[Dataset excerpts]

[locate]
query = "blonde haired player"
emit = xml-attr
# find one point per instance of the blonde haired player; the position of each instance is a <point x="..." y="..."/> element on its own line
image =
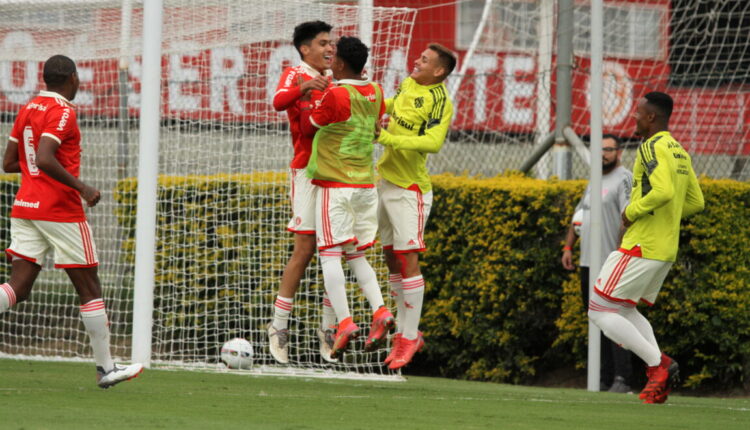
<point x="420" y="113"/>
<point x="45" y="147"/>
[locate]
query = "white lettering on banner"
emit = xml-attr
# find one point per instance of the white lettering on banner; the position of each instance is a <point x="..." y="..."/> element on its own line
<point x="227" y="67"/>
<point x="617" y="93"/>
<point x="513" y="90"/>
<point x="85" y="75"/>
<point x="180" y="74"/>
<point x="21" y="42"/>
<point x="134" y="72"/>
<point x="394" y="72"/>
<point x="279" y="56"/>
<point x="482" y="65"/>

--

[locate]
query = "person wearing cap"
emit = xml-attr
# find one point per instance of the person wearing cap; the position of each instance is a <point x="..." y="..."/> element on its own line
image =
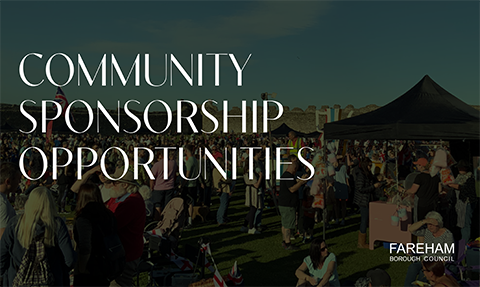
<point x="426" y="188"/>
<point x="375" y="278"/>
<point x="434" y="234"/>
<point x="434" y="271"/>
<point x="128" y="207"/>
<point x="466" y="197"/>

### Problem details
Look through the lines above and collect those with the word "player".

### Solution for this task
query = "blonde haired player"
# find one point per instance of the blonde haired player; the position of each instance is a <point x="..." y="..."/> element on its own line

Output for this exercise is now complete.